(Written request) Arrange every line of the entries below as a numbered list, leaving out blank lines.

++++ Records supplied ++++

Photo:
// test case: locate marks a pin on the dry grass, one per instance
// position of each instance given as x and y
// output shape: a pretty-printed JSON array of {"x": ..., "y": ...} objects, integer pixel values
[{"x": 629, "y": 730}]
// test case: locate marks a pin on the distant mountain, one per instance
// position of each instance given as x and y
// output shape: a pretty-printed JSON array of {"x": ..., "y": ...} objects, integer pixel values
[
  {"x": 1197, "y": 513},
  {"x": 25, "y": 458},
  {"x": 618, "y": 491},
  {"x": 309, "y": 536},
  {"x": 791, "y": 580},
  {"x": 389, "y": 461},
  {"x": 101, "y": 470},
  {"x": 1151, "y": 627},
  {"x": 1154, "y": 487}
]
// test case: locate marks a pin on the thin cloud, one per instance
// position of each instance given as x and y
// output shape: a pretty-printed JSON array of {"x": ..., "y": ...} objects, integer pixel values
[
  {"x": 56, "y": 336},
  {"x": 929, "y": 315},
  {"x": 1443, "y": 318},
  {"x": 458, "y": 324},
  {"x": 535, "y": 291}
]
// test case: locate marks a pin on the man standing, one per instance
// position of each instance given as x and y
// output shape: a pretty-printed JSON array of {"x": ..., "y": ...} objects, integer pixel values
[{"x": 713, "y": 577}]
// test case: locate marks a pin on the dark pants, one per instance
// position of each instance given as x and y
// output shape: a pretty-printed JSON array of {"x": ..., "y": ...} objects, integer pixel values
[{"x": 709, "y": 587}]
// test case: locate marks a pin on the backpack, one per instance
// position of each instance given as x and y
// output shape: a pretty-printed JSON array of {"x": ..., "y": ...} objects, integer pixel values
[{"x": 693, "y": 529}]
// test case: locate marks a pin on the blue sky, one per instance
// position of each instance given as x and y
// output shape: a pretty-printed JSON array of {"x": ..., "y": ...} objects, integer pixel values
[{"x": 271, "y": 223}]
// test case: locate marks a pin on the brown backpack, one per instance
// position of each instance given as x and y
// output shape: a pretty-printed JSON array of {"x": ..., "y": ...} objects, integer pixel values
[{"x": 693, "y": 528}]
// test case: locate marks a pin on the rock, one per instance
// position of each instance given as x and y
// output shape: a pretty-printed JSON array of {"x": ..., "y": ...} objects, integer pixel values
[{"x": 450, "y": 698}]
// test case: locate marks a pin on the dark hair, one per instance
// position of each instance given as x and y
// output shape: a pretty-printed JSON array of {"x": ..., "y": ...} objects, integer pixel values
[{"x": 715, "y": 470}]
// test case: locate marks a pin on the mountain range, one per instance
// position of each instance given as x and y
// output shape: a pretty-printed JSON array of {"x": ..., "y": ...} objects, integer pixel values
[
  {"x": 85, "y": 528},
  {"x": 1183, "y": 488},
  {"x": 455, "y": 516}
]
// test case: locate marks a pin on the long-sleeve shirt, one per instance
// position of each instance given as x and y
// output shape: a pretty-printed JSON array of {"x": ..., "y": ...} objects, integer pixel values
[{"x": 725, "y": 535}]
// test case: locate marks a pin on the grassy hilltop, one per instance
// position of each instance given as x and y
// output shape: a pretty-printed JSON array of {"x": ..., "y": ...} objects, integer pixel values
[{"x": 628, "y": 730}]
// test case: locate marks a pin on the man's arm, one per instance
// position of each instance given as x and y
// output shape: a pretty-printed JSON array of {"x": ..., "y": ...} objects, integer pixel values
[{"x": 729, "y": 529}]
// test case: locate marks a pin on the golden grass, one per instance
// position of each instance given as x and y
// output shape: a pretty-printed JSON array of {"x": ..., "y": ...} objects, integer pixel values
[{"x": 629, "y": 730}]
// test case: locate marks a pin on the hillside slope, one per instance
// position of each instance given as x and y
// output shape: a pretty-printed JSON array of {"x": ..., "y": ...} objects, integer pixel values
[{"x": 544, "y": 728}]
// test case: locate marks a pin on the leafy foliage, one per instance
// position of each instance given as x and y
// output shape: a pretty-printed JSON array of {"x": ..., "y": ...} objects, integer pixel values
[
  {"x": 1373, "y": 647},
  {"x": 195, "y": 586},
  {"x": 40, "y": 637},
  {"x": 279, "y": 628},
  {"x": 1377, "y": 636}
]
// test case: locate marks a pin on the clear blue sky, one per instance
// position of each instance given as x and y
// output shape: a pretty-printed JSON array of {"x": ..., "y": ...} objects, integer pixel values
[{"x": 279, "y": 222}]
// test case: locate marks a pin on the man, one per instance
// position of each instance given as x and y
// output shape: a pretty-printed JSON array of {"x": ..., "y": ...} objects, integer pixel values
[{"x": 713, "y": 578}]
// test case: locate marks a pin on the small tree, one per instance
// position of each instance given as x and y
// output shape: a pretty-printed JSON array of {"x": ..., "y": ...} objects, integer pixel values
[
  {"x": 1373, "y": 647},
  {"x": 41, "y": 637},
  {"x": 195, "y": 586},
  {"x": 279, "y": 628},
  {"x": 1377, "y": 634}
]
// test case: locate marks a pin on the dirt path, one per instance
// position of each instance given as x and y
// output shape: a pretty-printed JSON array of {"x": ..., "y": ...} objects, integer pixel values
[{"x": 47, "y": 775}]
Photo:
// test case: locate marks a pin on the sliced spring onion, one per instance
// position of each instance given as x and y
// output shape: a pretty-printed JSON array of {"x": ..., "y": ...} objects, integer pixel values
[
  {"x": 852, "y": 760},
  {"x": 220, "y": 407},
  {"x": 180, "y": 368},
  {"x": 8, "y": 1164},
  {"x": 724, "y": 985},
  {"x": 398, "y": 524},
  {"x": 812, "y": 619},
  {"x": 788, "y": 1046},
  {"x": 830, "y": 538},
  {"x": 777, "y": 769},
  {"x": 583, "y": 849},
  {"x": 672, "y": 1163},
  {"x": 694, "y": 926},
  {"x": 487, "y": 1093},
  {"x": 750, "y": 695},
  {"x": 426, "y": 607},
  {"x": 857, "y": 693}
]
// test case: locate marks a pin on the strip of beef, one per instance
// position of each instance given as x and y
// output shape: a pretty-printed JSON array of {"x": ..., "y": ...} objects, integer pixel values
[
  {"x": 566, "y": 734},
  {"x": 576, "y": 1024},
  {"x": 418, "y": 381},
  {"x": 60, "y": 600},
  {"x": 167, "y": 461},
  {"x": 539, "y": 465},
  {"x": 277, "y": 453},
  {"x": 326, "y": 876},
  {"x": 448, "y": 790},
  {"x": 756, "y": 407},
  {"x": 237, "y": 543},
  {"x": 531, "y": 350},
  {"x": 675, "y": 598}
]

++++

(Reply)
1. Photo:
2. // test case: locate marks a pin on the dry grass, one per instance
3. // position of each instance given as x and y
4. // output shape: a pretty-printed JSON array of {"x": ..., "y": ...} objects, integer pixel values
5. [{"x": 629, "y": 730}]
6. // test case: locate marks a pin on the distant mountain, one per instance
7. // position of each instance given as x and y
8. // output shape: a pretty-printed JSON array of {"x": ..., "y": ...} objects, integer pixel values
9. [
10.   {"x": 1197, "y": 513},
11.   {"x": 25, "y": 458},
12.   {"x": 618, "y": 491},
13.   {"x": 309, "y": 536},
14.   {"x": 791, "y": 580},
15.   {"x": 389, "y": 461},
16.   {"x": 101, "y": 470},
17.   {"x": 1151, "y": 627},
18.   {"x": 1154, "y": 487}
19. ]
20. // test case: locate marks a pin on the thin cloud, one per instance
21. // position of each instance given as x and y
22. // output shape: a pretty-printed JSON array of {"x": ..., "y": ...} objects, integer pixel values
23. [
24.   {"x": 56, "y": 336},
25.   {"x": 929, "y": 315},
26.   {"x": 1443, "y": 318},
27.   {"x": 458, "y": 324},
28.   {"x": 535, "y": 291}
29. ]
30. // test case: locate marks a pin on the man standing, one per instance
31. // position of each instance given as x and y
32. // output shape: a pretty-printed JSON array of {"x": ..., "y": ...} objects, integer pixel values
33. [{"x": 713, "y": 577}]
34. // test case: locate marks a pin on the dark pants, one per instance
35. // position of each instance given as x and y
36. // output shape: a pretty-printed JSON array of {"x": ..., "y": ...} objects, integer pixel values
37. [{"x": 709, "y": 587}]
38. // test case: locate marks a pin on the backpack, one per instance
39. // position of each instance given as x and y
40. // output shape: a pretty-printed JSON array of {"x": ..., "y": ...} objects, integer pixel values
41. [{"x": 693, "y": 529}]
42. // test case: locate marks a pin on the blue sky, one per instance
43. // position of each instance given as x and y
44. // output shape: a pretty-printed JSON array of {"x": ..., "y": ...} objects, integer pixel values
45. [{"x": 271, "y": 223}]
46. // test case: locate marks a pin on the brown backpack, one per instance
47. // position of each instance given as x and y
48. // output shape: a pretty-printed JSON array of {"x": ..., "y": ...} objects, integer pixel values
49. [{"x": 693, "y": 528}]
50. // test case: locate marks a pin on the rock, one per instance
51. // position of each instance given as x and y
52. // output shape: a pretty-printed JSON array of {"x": ..., "y": ...} objects, integer pixel values
53. [{"x": 450, "y": 698}]
54. // test case: locate marks a pin on the dark hair, one per instance
55. // position of each instance given as x and y
56. // output shape: a pretty-printed JSON array of {"x": ..., "y": ...} objects, integer pixel values
57. [{"x": 715, "y": 470}]
58. // test case: locate marks a pin on the mountain range, one per instance
59. // position of each instance given as x and y
60. // output shape: a pretty-printed JSON array of {"x": ..., "y": ...} objects, integer pixel values
61. [
62.   {"x": 85, "y": 528},
63.   {"x": 1183, "y": 488},
64.   {"x": 455, "y": 516}
65. ]
66. // test case: locate marks a pin on the long-sleeve shirt, one per instance
67. // position of each instance given as x and y
68. // output shape: a pretty-printed JSON array of {"x": ..., "y": ...} objects, integer pixel values
69. [{"x": 725, "y": 535}]
70. // test case: locate marks a pin on the grassy hilltop, one per instance
71. // position of each instance given as x and y
72. // output shape: a pretty-printed JSON array of {"x": ..., "y": ...} objects, integer pixel values
73. [{"x": 628, "y": 730}]
74. // test case: locate marks a pin on the man's arm, one per instance
75. // position of each instance given as x and y
76. // output shape: a pretty-printed JSON array of {"x": ..., "y": ...} objects, integer pixel values
77. [{"x": 729, "y": 529}]
78. // test case: locate marks a pin on the golden grass, one per instance
79. // position of each instance given as x and y
80. // output shape: a pretty-printed JSON array of {"x": ..., "y": ...} objects, integer pixel values
81. [{"x": 629, "y": 730}]
82. // test case: locate marks a pin on the hillside slope, one per instance
83. // position of each instance given as x and y
84. // output shape: a pretty-printed JSON array of {"x": ..., "y": ...} objects, integer pixel values
85. [{"x": 544, "y": 728}]
86. // test case: locate marks a pin on the leafy foliage, one per instance
87. // position of each instance given as x and y
88. // output shape: a pretty-printed JSON array of {"x": ..., "y": ...} objects, integer pixel values
89. [
90.   {"x": 1373, "y": 647},
91.   {"x": 195, "y": 586},
92.   {"x": 40, "y": 637},
93.   {"x": 279, "y": 628},
94.   {"x": 1377, "y": 636}
95. ]
96. // test case: locate marks a pin on the clear blue sky, one per instance
97. // position of each instance given as x and y
98. // output shape: a pretty-printed JSON array of {"x": ..., "y": ...} objects, integer pixel values
99. [{"x": 279, "y": 222}]
100. // test case: locate marks a pin on the man, one per instance
101. // position of each instance given as x and y
102. // output shape: a pretty-printed JSON array of {"x": ..., "y": ...} objects, integer pixel values
103. [{"x": 713, "y": 578}]
104. // test case: locate marks a pin on the small tree, one per instance
105. // position of each instance given as x and y
106. // output shape: a pretty-printed JSON array of {"x": ..., "y": ...} objects, integer pixel values
107. [
108.   {"x": 1373, "y": 647},
109.   {"x": 41, "y": 637},
110.   {"x": 195, "y": 586},
111.   {"x": 279, "y": 628},
112.   {"x": 1377, "y": 634}
113. ]
114. // test case: locate marks a pin on the dirt path, one per instance
115. // position of each instance given as x and y
116. // output shape: a pretty-printed JSON array of {"x": ..., "y": ...} objects, integer pixel values
117. [{"x": 47, "y": 775}]
118. Photo:
119. // test case: locate marks a pin on the sliced spring onion, one per instance
120. // position of each instance given as x and y
121. // output shape: a pretty-printed JSON array of {"x": ..., "y": ...} objects, integer pixel values
122. [
123.   {"x": 852, "y": 760},
124.   {"x": 220, "y": 407},
125.   {"x": 180, "y": 368},
126.   {"x": 8, "y": 1164},
127.   {"x": 724, "y": 985},
128.   {"x": 398, "y": 524},
129.   {"x": 812, "y": 619},
130.   {"x": 788, "y": 1046},
131.   {"x": 830, "y": 538},
132.   {"x": 777, "y": 769},
133.   {"x": 583, "y": 849},
134.   {"x": 672, "y": 1163},
135.   {"x": 694, "y": 926},
136.   {"x": 487, "y": 1093},
137.   {"x": 750, "y": 695},
138.   {"x": 426, "y": 607},
139.   {"x": 857, "y": 693}
140. ]
141. // test case: locate marks a pin on the strip of beef, one per instance
142. // position of each instance given as x and y
143. // output shape: a pretty-printed JSON array of {"x": ..., "y": ...} objects, integer pixel values
144. [
145.   {"x": 566, "y": 734},
146.   {"x": 576, "y": 1024},
147.   {"x": 418, "y": 381},
148.   {"x": 60, "y": 600},
149.   {"x": 167, "y": 461},
150.   {"x": 539, "y": 465},
151.   {"x": 277, "y": 453},
152.   {"x": 326, "y": 876},
153.   {"x": 448, "y": 790},
154.   {"x": 756, "y": 407},
155.   {"x": 237, "y": 543},
156.   {"x": 531, "y": 350},
157.   {"x": 675, "y": 598}
158. ]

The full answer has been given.